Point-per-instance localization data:
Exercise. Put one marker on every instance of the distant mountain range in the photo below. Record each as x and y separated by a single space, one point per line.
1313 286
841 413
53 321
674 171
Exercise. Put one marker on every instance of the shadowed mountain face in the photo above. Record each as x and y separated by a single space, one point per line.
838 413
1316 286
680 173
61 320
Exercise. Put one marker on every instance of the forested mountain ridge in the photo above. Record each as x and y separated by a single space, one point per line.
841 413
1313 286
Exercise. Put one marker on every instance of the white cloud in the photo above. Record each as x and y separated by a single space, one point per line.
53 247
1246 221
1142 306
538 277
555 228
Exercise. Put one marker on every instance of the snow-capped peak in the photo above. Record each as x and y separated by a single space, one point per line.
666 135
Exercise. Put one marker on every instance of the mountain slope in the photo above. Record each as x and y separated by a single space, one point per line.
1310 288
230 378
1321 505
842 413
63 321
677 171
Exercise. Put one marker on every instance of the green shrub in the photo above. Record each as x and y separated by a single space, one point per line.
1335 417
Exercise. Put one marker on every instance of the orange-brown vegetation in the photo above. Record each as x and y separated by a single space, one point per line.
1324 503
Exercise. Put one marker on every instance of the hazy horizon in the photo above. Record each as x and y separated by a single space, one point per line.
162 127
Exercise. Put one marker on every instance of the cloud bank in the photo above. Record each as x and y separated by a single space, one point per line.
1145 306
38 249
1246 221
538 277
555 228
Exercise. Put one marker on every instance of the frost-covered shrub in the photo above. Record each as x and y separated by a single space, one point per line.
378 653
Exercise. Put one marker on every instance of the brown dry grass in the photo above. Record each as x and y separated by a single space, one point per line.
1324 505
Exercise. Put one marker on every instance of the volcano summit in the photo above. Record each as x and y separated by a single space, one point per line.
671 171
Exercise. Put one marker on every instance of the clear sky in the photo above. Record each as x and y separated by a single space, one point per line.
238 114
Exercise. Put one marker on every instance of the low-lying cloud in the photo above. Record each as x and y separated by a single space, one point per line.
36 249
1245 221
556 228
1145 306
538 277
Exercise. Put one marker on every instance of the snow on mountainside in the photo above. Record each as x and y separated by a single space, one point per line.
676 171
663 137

What is needed> Retype all of the records above, word for word.

Output of the exercise>
Exercise. Put one marker on every instance of the distant mountain range in the photo below. Record each as x and y separated by a single space, one point per line.
1313 286
841 413
53 321
674 171
Exercise. Put one marker on every instance of the shadowed mountain face in the photo above. Record each as x and y separated by a single space, one point per line.
838 413
1316 286
680 173
61 320
Exercise. Put one marker on every instance of the forested mountain ridge in the photo above. Record each as x and y separated by a single space, one point per line.
841 413
1313 286
Exercise. Put one marker on every instance of the white cloud in the photo above. Record each as x and y separated by a single space, one point per line.
53 247
1246 221
1142 306
538 277
555 228
Exercise. Put one marker on every instance of the snow-capped peak in the photo above. Record each as x and y separated by a single space, one point per line.
666 135
Exercise. Put one marker on every instance of the mountain slope in the photo above. Record each as x and y separated by a single space, one point per line.
1310 288
230 378
1321 505
842 413
63 321
677 171
Exercise. Put one marker on every instance of the green shrub in the photo above. Record each as x and y separated by a single space, one point per line.
1335 417
Exercise. Put one marker on every instance of the orange-brown vegetation in the photo above. Record each as x and y separated by a single space, one point per line.
1324 503
Exercise. Put one marker on every instance of the hazy horizon in the photo above. Record each as x and y separated by a single space, one point per line.
162 127
Exercise. Put one marker on every instance of the cloud bank in the photo above. Record each as x and y separated by a single space, one point per line.
1145 306
38 249
1246 221
538 277
555 228
Exercise. Put one marker on every instance of the frost-covered shrub in the photo above. Record each as x and y separated by a single space, one point per line.
378 653
Exercise. Put one marker on every instance of the brown dry grass in the photo above. Record each as x and y separated by a single space, one point per line.
1324 505
Exercise. Put one marker on every instance of the volcano summit in the photo above. Record each as x and y separated by a single space, one point per line.
671 171
Exercise. Put one marker on every instance of the clear sky in the photo above. Record each as x and y separated by a single space, one point per line.
238 114
Exercise. Put one marker on every instance of the low-lying cloud in the photo above. Record each as x and y separated by a single space, one point per line.
36 249
1245 221
556 228
1145 306
538 277
Exercise. Put one marker on every instance of the snow on mountainside in the photo above. Record each as x and y separated by a single space, one point per line.
676 171
663 137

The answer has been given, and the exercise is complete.